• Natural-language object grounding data
-- -- --
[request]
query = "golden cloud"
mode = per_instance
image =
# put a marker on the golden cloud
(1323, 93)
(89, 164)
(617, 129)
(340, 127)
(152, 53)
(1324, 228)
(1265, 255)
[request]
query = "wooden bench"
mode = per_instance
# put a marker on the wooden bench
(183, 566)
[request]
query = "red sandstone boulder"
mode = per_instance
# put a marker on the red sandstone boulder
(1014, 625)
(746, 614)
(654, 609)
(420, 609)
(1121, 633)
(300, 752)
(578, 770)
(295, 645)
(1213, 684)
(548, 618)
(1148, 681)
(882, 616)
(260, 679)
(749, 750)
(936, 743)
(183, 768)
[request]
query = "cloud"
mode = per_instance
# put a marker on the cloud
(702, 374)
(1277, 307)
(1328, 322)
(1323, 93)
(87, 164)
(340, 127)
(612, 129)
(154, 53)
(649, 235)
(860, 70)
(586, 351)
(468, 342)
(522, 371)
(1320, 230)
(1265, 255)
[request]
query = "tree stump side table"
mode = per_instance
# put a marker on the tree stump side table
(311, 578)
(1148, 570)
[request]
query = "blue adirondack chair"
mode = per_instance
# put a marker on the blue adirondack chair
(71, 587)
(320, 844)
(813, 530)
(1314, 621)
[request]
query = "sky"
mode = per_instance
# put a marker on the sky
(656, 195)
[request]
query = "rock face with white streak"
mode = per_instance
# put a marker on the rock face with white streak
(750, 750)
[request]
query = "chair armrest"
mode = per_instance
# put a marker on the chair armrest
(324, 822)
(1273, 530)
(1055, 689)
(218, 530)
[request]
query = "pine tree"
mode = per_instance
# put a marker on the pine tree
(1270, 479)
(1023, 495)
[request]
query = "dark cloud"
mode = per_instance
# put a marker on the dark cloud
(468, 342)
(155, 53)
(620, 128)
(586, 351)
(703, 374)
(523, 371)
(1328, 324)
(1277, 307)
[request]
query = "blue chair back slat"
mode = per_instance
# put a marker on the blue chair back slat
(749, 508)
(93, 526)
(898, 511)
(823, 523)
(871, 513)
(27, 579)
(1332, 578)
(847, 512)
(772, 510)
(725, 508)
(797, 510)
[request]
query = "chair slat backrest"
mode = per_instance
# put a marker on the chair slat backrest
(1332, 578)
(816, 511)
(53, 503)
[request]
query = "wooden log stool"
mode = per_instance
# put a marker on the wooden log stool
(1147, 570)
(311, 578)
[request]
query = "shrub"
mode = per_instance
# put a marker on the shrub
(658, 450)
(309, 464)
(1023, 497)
-- -- --
• DIRECTIONS FOR THIS TASK
An exact retyping of every line in the records is needed.

• TASK RESULT
[request]
query = "golden cloud"
mode = per_instance
image =
# put a marker on the golden cloud
(1323, 93)
(89, 164)
(617, 129)
(340, 127)
(152, 53)
(1324, 228)
(1265, 255)
[request]
query = "wooden bench"
mode = per_instance
# put a marker on the wooden bench
(183, 566)
[request]
query = "red sandstone boulder"
mode = per_instance
# put a marker on the red sandstone boulder
(1014, 625)
(746, 614)
(654, 609)
(420, 609)
(1121, 633)
(300, 752)
(578, 770)
(295, 645)
(1213, 684)
(548, 618)
(1148, 681)
(882, 616)
(260, 679)
(749, 750)
(936, 743)
(183, 768)
[request]
query = "cloud"
mode = per_instance
# put a marker on the cloud
(702, 374)
(1277, 307)
(1328, 322)
(1323, 93)
(87, 164)
(340, 127)
(612, 129)
(154, 53)
(649, 235)
(860, 70)
(586, 351)
(468, 342)
(522, 371)
(1320, 230)
(1265, 255)
[request]
query = "tree stump side table"
mode = per_instance
# put a marker on the tree stump side table
(311, 578)
(1148, 570)
[request]
query = "blue adirondack chair"
mode = per_instance
# put a marker on the blue adirondack chair
(71, 587)
(320, 844)
(813, 530)
(1314, 621)
[request]
query = "sky"
mode = per_instance
# put a marker on the sky
(656, 195)
[request]
query = "rock face with white streak"
mode = per_instance
# put a marker on the rock face with white streak
(750, 750)
[request]
query = "chair armrest"
mode = per_instance
# put a marker on the chair armrest
(324, 822)
(1273, 530)
(1055, 689)
(218, 530)
[request]
query = "pine tree"
mode = per_instance
# put a marker on the pine tree
(1270, 479)
(1023, 495)
[request]
query = "dark cloud"
mode = per_instance
# put a marker on the dark cloud
(468, 342)
(155, 53)
(620, 128)
(586, 351)
(703, 374)
(523, 371)
(1328, 324)
(1277, 307)
[request]
query = "blue chair back slat"
mode = per_instance
# put a marker on the blue chair back slat
(749, 508)
(93, 526)
(898, 511)
(823, 523)
(871, 513)
(27, 579)
(1332, 578)
(847, 512)
(772, 510)
(725, 508)
(797, 510)
[request]
query = "chair slat backrest"
mode = per_instance
# put a marker on the chair slat backrest
(1332, 578)
(816, 511)
(53, 503)
[request]
query = "wooden log stool"
mode = per_instance
# put a marker on the wooden log stool
(1147, 570)
(311, 578)
[request]
query = "shrub"
mode = per_instance
# put a marker on the shrub
(658, 450)
(309, 464)
(1023, 497)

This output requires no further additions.